→ **Problem details**
In the records below, find the line containing "Exercise. Spot the overcast" and return it together with every later line, exactly as written; pictures are to be omitted.

Data for this exercise below:

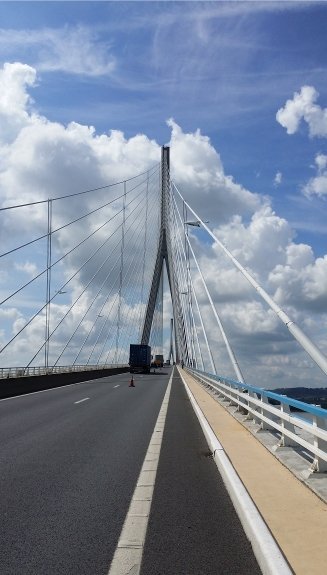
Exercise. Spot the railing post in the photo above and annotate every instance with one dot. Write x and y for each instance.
(264, 426)
(319, 465)
(286, 441)
(251, 415)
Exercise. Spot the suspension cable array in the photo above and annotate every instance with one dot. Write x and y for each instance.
(92, 280)
(101, 260)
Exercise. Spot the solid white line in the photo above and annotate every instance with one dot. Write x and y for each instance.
(80, 400)
(267, 552)
(128, 555)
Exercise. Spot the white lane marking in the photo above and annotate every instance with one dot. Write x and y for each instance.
(80, 400)
(128, 555)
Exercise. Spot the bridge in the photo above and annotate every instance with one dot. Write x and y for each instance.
(195, 469)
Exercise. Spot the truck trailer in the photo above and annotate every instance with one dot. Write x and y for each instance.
(139, 358)
(158, 360)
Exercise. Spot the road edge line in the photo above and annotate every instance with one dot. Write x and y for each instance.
(128, 555)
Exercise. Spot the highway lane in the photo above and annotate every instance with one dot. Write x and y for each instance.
(69, 461)
(193, 528)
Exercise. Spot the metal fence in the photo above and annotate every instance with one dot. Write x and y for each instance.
(272, 411)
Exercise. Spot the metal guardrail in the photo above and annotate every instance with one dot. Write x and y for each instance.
(10, 372)
(254, 402)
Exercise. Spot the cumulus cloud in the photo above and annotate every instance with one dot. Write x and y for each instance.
(74, 50)
(41, 159)
(317, 186)
(278, 179)
(198, 168)
(303, 107)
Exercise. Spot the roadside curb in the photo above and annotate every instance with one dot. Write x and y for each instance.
(268, 554)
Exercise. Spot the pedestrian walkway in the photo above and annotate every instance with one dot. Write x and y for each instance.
(296, 517)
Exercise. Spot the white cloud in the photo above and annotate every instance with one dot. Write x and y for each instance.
(43, 159)
(278, 179)
(303, 107)
(74, 50)
(198, 168)
(317, 186)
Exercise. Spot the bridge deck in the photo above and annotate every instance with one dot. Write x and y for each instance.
(296, 517)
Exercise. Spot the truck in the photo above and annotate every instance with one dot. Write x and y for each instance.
(158, 360)
(139, 358)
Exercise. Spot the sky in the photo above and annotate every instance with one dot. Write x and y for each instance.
(90, 91)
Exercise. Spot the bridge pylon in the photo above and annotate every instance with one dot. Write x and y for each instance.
(164, 254)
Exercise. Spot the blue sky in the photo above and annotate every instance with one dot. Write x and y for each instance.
(246, 86)
(225, 68)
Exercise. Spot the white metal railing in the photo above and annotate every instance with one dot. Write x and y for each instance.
(275, 414)
(9, 372)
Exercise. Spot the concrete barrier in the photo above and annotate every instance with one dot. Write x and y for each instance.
(20, 385)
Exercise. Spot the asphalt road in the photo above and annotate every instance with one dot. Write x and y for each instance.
(69, 461)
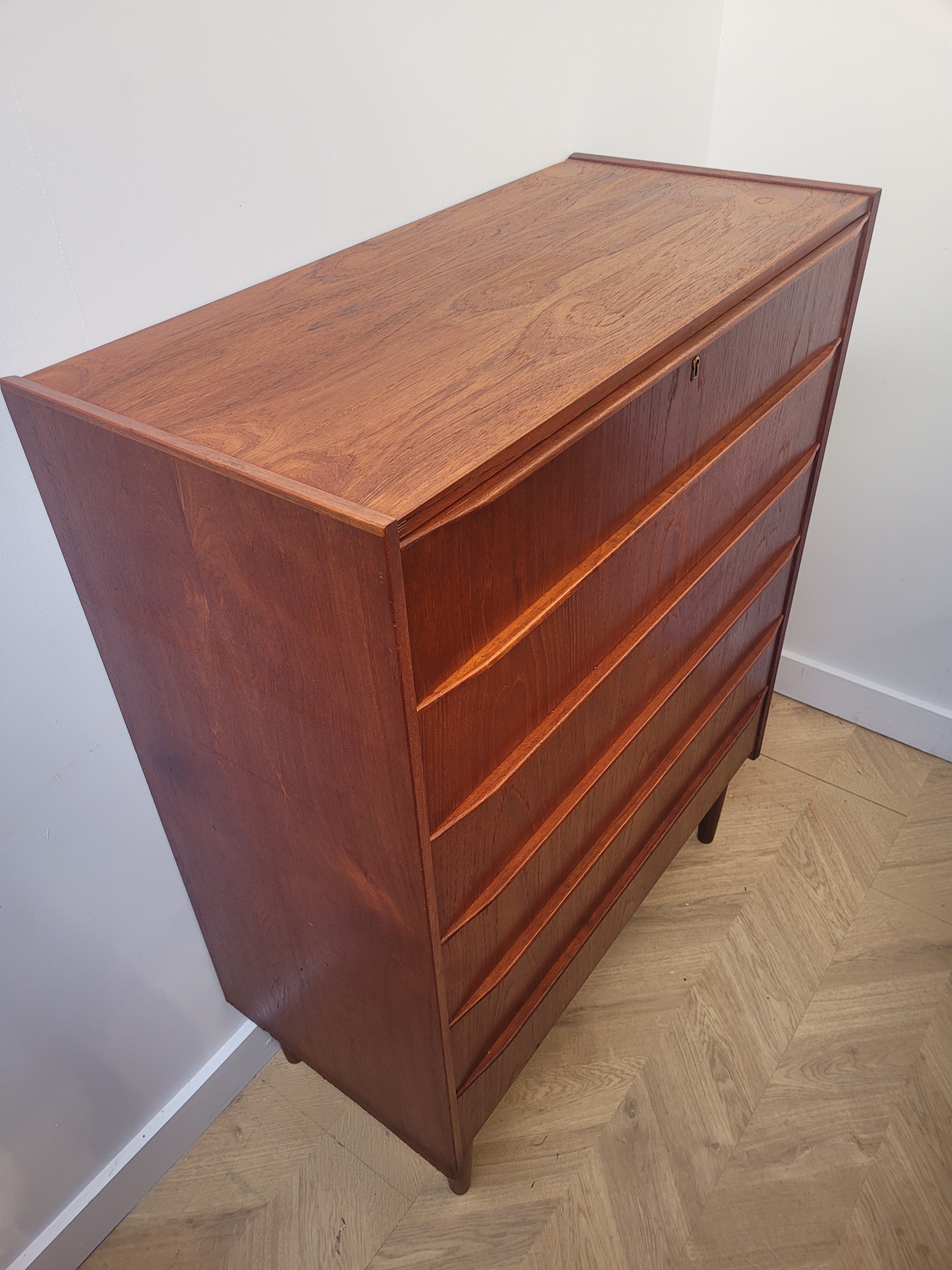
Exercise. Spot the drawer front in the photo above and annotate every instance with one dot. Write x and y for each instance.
(493, 704)
(518, 1042)
(490, 1009)
(468, 580)
(513, 897)
(512, 806)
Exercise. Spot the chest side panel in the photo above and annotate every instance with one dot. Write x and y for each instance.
(251, 646)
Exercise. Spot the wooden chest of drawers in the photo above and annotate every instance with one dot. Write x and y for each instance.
(442, 586)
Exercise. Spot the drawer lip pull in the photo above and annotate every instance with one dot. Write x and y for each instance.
(609, 665)
(563, 895)
(429, 519)
(507, 639)
(514, 1027)
(666, 691)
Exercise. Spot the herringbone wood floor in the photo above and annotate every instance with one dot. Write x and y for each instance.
(758, 1075)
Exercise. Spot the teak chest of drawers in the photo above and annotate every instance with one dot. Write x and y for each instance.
(442, 586)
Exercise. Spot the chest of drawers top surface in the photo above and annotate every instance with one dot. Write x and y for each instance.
(442, 586)
(397, 374)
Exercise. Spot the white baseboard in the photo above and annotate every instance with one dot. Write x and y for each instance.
(87, 1221)
(871, 705)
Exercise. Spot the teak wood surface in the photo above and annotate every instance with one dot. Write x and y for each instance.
(442, 586)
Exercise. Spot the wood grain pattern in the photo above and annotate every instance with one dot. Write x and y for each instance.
(511, 900)
(650, 1066)
(512, 807)
(470, 577)
(619, 850)
(522, 675)
(402, 369)
(239, 673)
(440, 583)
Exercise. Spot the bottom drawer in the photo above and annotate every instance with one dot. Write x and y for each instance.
(516, 976)
(483, 1090)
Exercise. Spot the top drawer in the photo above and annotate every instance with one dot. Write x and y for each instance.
(477, 569)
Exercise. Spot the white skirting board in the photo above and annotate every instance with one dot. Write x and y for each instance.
(87, 1221)
(871, 705)
(121, 1185)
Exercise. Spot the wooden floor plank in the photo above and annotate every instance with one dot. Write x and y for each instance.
(795, 1176)
(920, 868)
(733, 1081)
(903, 1220)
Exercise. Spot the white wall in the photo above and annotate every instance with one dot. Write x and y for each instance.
(155, 158)
(861, 91)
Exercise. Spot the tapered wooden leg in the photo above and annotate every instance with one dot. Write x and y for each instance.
(460, 1184)
(709, 826)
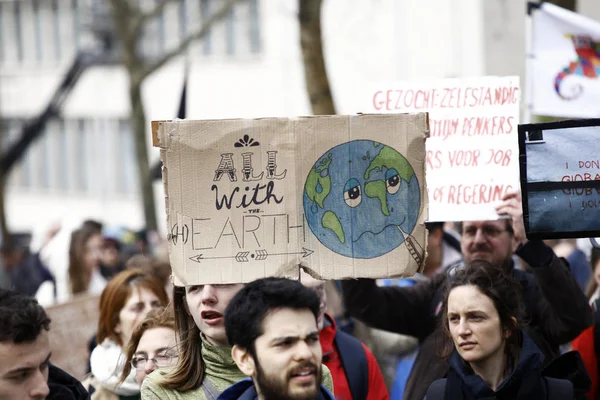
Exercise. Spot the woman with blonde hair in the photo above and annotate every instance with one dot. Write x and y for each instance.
(124, 304)
(205, 367)
(152, 345)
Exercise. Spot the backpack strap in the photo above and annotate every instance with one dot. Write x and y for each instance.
(437, 390)
(596, 308)
(355, 364)
(210, 391)
(560, 389)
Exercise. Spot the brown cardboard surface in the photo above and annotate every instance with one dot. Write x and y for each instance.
(341, 195)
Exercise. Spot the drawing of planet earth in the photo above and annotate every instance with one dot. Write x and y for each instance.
(361, 198)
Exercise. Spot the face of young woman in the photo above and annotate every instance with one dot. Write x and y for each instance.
(474, 324)
(206, 304)
(157, 349)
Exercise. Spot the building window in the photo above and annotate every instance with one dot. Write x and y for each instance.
(205, 15)
(63, 156)
(37, 24)
(230, 31)
(182, 20)
(254, 27)
(2, 10)
(126, 176)
(82, 143)
(18, 31)
(76, 23)
(56, 29)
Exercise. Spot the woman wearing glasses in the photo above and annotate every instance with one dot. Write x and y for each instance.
(124, 304)
(153, 345)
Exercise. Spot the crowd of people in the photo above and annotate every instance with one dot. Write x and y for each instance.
(493, 315)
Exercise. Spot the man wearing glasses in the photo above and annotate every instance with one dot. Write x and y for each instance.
(555, 307)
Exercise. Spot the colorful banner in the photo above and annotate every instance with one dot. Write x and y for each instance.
(472, 151)
(564, 63)
(341, 195)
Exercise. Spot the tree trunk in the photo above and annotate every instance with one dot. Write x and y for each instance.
(568, 4)
(138, 125)
(315, 73)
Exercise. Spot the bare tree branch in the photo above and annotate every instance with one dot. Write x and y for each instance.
(202, 32)
(145, 17)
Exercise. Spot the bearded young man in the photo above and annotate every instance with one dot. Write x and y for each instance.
(272, 325)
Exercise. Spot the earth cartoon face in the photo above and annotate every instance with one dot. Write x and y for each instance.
(361, 198)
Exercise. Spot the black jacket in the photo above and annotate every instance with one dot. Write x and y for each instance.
(64, 387)
(527, 381)
(556, 309)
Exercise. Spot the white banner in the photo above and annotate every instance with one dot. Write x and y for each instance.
(472, 152)
(565, 63)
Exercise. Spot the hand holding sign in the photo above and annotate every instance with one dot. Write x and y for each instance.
(511, 206)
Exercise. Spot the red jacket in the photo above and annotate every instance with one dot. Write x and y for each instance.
(584, 343)
(377, 387)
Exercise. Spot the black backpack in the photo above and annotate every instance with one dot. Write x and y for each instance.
(355, 364)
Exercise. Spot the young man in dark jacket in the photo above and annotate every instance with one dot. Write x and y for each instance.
(555, 307)
(272, 325)
(25, 369)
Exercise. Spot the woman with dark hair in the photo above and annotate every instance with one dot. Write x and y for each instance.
(489, 355)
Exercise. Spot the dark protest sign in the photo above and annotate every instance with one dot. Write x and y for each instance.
(560, 178)
(341, 195)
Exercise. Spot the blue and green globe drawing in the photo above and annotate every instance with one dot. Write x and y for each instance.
(361, 198)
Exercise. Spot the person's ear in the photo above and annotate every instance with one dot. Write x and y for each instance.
(509, 331)
(243, 360)
(185, 305)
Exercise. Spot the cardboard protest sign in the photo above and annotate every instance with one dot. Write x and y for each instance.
(472, 150)
(560, 179)
(72, 327)
(341, 195)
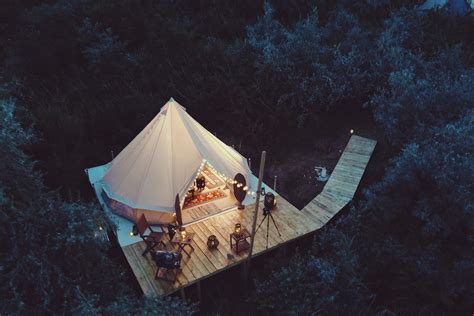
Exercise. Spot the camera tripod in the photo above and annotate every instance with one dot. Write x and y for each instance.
(267, 214)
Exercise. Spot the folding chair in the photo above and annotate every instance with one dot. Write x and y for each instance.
(152, 239)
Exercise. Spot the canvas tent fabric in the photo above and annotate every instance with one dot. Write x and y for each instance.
(163, 160)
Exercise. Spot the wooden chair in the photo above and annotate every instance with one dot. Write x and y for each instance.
(152, 239)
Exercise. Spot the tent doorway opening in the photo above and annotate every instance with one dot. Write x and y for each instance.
(208, 195)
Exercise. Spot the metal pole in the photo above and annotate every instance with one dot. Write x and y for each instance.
(257, 202)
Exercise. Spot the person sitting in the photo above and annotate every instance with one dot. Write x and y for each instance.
(200, 183)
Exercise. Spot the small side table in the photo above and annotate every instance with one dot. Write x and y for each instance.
(240, 240)
(182, 243)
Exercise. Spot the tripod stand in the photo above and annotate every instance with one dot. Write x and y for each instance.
(267, 214)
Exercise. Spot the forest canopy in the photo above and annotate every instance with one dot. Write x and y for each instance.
(80, 78)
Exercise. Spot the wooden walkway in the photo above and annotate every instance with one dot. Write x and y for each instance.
(292, 223)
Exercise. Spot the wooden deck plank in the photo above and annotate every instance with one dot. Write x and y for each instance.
(292, 223)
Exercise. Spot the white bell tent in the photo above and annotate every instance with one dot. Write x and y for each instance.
(162, 161)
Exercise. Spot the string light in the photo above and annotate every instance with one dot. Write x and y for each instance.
(205, 163)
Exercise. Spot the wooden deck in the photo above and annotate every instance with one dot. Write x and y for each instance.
(292, 223)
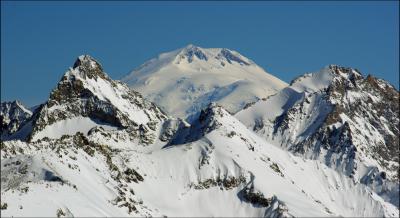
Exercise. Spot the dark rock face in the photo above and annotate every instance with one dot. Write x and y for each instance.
(12, 116)
(356, 116)
(80, 93)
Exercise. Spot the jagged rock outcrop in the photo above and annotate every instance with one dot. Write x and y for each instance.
(12, 116)
(348, 121)
(87, 94)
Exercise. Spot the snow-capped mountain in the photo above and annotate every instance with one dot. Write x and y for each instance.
(85, 98)
(12, 115)
(349, 122)
(186, 80)
(98, 148)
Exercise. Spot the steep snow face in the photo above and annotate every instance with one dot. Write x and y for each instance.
(227, 171)
(186, 80)
(12, 115)
(347, 121)
(86, 96)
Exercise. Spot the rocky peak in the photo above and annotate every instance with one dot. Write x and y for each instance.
(88, 67)
(12, 116)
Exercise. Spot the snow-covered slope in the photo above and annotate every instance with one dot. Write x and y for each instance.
(12, 115)
(349, 122)
(226, 171)
(85, 98)
(97, 148)
(186, 80)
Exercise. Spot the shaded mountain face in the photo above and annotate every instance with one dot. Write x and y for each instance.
(186, 80)
(85, 98)
(12, 115)
(349, 122)
(98, 144)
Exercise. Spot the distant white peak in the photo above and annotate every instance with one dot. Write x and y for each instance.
(192, 53)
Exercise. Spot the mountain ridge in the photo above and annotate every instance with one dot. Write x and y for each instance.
(98, 143)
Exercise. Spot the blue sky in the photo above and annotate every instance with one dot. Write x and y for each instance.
(40, 40)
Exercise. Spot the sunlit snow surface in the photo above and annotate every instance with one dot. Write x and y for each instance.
(186, 80)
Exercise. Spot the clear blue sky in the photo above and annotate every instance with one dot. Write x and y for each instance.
(40, 40)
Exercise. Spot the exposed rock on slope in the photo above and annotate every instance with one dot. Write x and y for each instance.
(186, 80)
(12, 115)
(86, 97)
(349, 122)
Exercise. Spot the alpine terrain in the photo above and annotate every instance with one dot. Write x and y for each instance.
(203, 132)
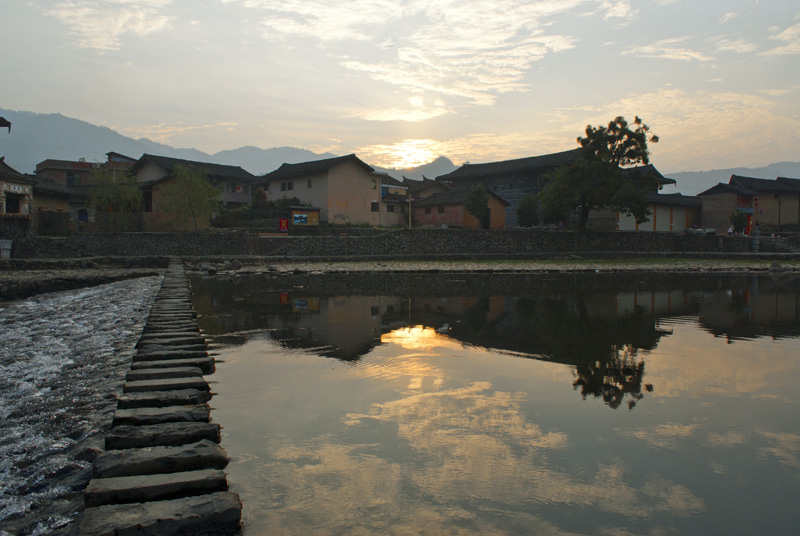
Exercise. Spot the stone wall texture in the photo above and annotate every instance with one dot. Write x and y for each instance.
(413, 243)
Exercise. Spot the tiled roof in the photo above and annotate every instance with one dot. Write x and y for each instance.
(473, 171)
(675, 200)
(722, 188)
(50, 186)
(10, 174)
(215, 172)
(454, 197)
(763, 185)
(288, 171)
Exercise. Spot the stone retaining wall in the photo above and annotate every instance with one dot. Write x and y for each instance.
(408, 243)
(161, 473)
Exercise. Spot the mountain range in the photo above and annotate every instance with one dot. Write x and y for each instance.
(36, 137)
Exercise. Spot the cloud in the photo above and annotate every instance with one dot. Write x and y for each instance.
(100, 24)
(618, 9)
(464, 50)
(739, 45)
(163, 132)
(667, 49)
(790, 36)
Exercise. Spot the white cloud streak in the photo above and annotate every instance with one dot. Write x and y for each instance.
(466, 50)
(100, 24)
(670, 49)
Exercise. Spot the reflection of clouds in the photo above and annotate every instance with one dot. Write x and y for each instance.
(785, 448)
(668, 435)
(99, 24)
(728, 439)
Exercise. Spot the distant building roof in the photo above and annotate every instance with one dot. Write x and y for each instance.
(675, 200)
(453, 197)
(7, 173)
(315, 167)
(762, 185)
(474, 171)
(215, 172)
(750, 187)
(52, 187)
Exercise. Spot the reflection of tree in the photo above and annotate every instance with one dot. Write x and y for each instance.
(613, 380)
(603, 349)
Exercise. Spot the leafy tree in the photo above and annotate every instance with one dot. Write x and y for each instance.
(116, 197)
(477, 202)
(595, 180)
(528, 210)
(190, 197)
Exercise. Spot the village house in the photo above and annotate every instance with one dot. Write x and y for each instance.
(448, 209)
(346, 190)
(767, 203)
(509, 179)
(16, 192)
(235, 182)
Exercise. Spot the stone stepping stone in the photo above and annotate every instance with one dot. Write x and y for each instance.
(149, 461)
(146, 416)
(166, 384)
(149, 348)
(215, 513)
(168, 354)
(136, 489)
(161, 399)
(175, 340)
(163, 435)
(206, 364)
(162, 372)
(177, 334)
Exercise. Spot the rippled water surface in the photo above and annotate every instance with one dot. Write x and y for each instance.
(62, 359)
(560, 405)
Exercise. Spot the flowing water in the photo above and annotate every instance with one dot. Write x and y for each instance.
(509, 404)
(63, 357)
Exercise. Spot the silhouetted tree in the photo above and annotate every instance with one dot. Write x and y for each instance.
(595, 181)
(190, 197)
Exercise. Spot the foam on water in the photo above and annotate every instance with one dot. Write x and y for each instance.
(63, 357)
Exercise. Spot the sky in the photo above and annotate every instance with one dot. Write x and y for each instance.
(401, 82)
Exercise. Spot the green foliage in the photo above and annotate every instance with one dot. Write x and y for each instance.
(477, 202)
(595, 181)
(738, 220)
(116, 198)
(528, 210)
(619, 144)
(189, 197)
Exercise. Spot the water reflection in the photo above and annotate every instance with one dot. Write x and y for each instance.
(455, 412)
(573, 320)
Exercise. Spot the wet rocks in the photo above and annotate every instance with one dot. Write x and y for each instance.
(162, 472)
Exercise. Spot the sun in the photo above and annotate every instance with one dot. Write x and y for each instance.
(411, 153)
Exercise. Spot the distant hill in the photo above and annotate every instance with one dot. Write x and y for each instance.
(695, 182)
(440, 166)
(36, 137)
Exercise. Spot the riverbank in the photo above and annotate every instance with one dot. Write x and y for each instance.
(21, 279)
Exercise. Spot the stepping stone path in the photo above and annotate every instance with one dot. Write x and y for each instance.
(161, 473)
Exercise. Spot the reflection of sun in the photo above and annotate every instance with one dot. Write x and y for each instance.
(418, 338)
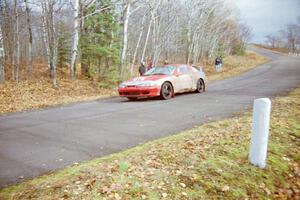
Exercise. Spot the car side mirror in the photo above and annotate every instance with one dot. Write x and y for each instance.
(177, 74)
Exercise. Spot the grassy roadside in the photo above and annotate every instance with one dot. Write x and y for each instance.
(38, 92)
(234, 65)
(207, 162)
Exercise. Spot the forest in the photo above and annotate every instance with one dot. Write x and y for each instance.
(105, 40)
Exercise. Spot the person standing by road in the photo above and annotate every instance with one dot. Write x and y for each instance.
(150, 65)
(218, 63)
(142, 68)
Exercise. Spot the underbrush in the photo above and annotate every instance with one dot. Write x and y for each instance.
(207, 162)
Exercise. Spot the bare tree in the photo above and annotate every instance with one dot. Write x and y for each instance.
(29, 39)
(75, 37)
(48, 13)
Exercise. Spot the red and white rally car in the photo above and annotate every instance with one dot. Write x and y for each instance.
(164, 81)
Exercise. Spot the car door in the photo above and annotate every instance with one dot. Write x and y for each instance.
(183, 79)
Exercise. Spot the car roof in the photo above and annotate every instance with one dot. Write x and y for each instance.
(177, 65)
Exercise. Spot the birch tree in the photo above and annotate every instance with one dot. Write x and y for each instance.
(75, 38)
(29, 39)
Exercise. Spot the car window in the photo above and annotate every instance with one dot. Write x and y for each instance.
(183, 70)
(166, 70)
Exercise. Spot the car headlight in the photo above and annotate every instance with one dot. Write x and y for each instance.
(122, 85)
(147, 84)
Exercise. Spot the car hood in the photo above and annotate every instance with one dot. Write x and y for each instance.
(147, 78)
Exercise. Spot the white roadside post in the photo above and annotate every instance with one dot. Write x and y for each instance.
(260, 132)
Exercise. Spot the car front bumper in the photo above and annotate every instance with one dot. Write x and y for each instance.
(135, 91)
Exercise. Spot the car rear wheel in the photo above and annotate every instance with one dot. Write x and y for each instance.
(166, 91)
(200, 86)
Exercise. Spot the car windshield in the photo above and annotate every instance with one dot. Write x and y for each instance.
(163, 70)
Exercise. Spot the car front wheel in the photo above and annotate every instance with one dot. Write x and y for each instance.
(200, 86)
(166, 91)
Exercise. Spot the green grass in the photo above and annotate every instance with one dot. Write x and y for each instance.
(207, 162)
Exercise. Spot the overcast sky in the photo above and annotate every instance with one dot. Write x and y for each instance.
(267, 16)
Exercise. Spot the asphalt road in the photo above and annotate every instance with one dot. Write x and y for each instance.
(37, 142)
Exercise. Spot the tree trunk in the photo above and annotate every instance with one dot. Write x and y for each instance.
(75, 38)
(146, 40)
(17, 43)
(137, 45)
(30, 66)
(125, 37)
(46, 40)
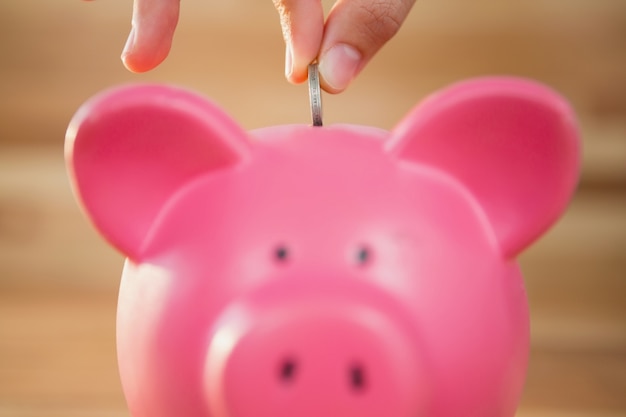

End of Data for this exercise.

→ **Answer to this task**
Exercise. Spot the overcast sky in the photo above and annotate every instance with one dot. Write x and y for each instance.
(267, 16)
Exercise. Spot the asphalt road in the photo above and annotate every instance with one dot. Write x and y for each instance.
(37, 142)
Exercise. Spot the tree trunk in the photo above and annotate every instance with one dot. Write x and y for each instance.
(75, 38)
(146, 40)
(17, 43)
(137, 45)
(30, 66)
(125, 37)
(46, 40)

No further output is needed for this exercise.